═══ Seitenauszug

Frage an Burkhardt Müller-Sönksen von Andreas T. bezüglich Wissenschaft, Forschung und Technologie
Sehr geehrter Herr Müller-Sönksen,
am 7.7.20011 lief in Panorama eine Reportage „Das Lügenfernsehen“. In dem Beitrag geht es um den Wahrheitsgehalt von Fernsehen und ob erkennbar ist, was „Scripted Reality“ ist. Man hört von der Aufgabe der Landesmedienanstalten, welche die Sender kontrollieren und deren Informationsinhalt bewerten. Man bekommt auch zu hören, dass die Privatsender ihrer Aufgabe in einer Demokratie nicht gerecht werden und dass die Politik damit unzufrieden ist. In der Sendung wird der Eindruck vermittelt, dass diese Probleme bislang nicht bekannt waren. Die Sendung endet mit einem Versprechen von Wolfgang Börnsen, den Ministerpräsidenten zu schreiben und strengere Bestimmungen für Privatsender anzumahnen. Ein paar Tage später sendet das Nachtmagazin der ARD einen Beitrag zur „Gegenöffentlichkeit im Netz“, in dem man einen Medienwissenschaftler seine Bedenken zum Internet vortragen lässt. In Bayern und in Dresden gibt es Versuche, mit einem Medienführerschein den „richtigen“ Umgang mit Medien zu schulen.
In diesem Zusammenhang habe ich vier Fragen an die Abgeordneten:
1. Halten Sie die Erzeugung eines falschen Bildes in der Öffentlichkeit mit Absicht bzw. Vorsatz für möglich und sehen Sie Handlungsbedarf für zusätzliche, regulierende Rahmenbedingungen.

══════
═══ Erfasste Einträge

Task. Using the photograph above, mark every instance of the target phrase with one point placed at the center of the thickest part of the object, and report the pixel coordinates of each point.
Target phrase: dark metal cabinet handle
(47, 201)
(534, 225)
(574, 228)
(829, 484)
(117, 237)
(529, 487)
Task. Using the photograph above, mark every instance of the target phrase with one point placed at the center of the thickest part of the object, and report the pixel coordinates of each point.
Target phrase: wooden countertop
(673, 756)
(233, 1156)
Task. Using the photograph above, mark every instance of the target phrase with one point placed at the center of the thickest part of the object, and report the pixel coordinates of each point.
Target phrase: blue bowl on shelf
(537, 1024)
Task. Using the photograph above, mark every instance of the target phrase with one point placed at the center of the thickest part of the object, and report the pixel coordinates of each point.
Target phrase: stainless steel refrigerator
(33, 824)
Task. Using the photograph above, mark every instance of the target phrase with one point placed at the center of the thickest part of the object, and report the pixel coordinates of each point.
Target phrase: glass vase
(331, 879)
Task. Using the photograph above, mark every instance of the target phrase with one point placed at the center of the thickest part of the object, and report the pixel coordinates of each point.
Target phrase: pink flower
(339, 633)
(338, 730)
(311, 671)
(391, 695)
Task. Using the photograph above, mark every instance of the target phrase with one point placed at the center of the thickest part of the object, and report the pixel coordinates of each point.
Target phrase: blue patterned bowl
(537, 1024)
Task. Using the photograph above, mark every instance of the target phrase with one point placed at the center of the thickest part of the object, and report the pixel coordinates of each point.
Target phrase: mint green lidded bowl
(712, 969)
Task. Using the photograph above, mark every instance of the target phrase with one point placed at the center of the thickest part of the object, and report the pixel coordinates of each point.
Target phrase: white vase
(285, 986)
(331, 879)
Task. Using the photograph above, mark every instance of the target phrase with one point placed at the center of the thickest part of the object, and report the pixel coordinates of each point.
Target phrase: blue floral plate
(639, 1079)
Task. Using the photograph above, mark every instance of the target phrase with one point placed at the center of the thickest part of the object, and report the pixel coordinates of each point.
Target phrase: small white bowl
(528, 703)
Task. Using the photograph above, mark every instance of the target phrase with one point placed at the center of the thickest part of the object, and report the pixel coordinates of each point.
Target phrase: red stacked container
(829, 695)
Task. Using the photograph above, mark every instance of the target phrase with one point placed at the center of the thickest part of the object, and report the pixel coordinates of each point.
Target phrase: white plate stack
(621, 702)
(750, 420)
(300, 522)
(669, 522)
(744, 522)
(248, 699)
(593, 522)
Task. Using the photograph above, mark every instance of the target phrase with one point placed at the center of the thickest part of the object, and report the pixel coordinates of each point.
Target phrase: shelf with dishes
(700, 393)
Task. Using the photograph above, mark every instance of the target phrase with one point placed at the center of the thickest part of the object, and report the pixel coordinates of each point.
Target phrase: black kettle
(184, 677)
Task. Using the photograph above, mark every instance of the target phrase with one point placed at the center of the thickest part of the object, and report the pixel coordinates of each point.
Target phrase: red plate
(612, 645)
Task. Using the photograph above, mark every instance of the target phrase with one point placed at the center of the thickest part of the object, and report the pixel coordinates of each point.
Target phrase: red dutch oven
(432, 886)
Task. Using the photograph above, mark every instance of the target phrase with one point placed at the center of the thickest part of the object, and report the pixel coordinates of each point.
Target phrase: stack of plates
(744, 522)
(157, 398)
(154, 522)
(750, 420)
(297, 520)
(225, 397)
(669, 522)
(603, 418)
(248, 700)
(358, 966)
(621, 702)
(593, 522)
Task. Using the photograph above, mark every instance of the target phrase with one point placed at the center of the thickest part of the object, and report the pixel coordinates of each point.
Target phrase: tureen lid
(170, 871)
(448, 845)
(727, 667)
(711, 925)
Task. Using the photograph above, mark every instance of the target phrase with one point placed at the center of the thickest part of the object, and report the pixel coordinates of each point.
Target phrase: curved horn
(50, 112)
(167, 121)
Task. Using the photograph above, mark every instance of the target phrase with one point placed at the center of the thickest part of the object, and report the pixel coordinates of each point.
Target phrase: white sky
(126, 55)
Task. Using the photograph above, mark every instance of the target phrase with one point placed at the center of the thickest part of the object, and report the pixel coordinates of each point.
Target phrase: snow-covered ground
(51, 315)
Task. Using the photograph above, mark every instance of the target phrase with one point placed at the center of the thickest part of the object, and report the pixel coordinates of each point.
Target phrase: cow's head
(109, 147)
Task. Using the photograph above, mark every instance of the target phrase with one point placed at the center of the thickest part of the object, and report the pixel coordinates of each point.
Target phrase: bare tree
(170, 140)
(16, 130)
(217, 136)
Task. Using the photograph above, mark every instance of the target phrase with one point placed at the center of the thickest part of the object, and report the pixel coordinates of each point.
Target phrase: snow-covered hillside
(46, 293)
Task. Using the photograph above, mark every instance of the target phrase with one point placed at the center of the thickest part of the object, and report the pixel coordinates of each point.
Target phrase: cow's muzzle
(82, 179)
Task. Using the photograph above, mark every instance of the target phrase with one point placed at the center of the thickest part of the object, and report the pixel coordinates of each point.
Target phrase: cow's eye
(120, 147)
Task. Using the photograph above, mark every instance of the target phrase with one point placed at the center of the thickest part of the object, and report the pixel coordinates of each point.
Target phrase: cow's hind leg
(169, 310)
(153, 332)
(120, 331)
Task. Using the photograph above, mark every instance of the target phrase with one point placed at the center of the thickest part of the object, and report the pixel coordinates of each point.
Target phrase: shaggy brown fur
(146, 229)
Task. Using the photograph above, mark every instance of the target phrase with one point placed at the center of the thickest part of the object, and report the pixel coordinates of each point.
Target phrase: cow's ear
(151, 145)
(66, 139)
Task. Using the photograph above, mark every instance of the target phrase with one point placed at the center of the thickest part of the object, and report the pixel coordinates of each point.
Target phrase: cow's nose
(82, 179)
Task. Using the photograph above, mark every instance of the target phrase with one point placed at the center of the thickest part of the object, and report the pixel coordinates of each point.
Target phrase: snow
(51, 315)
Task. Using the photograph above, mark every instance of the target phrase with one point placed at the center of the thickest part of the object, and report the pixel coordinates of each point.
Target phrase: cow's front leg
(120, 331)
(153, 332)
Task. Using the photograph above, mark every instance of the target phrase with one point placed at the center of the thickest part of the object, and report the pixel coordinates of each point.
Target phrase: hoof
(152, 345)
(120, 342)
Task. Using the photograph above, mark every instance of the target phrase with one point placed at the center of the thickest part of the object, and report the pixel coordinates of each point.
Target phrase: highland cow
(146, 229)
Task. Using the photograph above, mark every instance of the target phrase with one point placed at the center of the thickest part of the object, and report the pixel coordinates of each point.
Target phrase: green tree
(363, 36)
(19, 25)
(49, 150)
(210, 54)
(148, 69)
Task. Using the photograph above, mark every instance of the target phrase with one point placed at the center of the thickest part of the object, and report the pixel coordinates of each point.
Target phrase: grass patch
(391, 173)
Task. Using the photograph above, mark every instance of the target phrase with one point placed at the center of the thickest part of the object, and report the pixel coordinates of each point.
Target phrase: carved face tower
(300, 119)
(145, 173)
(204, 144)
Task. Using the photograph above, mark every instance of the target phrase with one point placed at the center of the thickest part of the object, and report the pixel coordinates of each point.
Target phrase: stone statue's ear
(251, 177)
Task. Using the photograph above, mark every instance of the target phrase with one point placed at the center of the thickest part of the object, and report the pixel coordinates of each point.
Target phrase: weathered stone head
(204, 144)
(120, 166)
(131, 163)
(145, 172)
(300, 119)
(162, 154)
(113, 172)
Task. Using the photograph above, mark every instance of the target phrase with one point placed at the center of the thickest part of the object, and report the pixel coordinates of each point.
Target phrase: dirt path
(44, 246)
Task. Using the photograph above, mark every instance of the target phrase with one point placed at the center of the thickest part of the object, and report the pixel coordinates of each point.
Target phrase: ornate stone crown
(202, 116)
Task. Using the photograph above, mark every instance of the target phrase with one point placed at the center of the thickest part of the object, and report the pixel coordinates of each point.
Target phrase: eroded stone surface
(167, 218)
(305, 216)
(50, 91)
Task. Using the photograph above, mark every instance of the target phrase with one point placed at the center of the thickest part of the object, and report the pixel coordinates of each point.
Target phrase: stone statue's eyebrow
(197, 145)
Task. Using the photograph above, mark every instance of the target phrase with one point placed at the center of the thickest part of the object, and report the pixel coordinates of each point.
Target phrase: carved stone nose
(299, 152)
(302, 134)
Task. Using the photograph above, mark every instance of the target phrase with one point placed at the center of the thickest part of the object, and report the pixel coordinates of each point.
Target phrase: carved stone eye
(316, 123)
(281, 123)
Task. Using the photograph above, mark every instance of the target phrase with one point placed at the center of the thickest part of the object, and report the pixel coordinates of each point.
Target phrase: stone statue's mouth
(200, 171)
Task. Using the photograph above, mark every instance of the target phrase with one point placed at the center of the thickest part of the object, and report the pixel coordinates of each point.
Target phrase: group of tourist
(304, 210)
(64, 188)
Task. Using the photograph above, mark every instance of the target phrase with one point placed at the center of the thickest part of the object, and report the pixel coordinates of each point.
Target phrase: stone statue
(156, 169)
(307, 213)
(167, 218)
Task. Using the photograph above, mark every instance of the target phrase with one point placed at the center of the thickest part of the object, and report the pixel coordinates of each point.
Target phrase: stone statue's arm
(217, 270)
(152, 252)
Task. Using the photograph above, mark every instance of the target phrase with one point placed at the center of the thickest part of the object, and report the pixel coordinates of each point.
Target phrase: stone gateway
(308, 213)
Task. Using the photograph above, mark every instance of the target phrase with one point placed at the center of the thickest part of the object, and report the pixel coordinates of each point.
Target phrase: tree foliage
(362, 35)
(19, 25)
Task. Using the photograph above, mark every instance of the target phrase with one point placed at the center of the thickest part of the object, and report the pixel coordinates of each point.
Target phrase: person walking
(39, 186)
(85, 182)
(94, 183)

══════

# [Schriftliche Aufgaben]
• a. Beantworte zum Seitenauszug jede Frage knapp:
(i) Welchen Titel trägt die Reportage, die in Panorama lief?
(ii) Wem will Wolfgang Börnsen laut seinem Versprechen schreiben?
(iii) Wie viele Fragen kündigt der Verfasser an die Abgeordneten an?
• b. Wie lautet der Seitenauszug von „In diesem Zusammenhang“ bis „zusätzliche, regulierende Rahmenbedingungen.“, wenn man „Abgeordneten“ durch „Parlamentarier“ ersetzt?
Die Einträge sind für die Bearbeitung nicht erforderlich.

# [Antworten im Einzelnen]
• a.
(i) „Das Lügenfernsehen“
(ii) Den Ministerpräsidenten
(iii) Vier

• b.
In diesem Zusammenhang habe ich vier Fragen an die Parlamentarier:
1. Halten Sie die Erzeugung eines falschen Bildes in der Öffentlichkeit mit Absicht bzw. Vorsatz für möglich und sehen Sie Handlungsbedarf für zusätzliche, regulierende Rahmenbedingungen.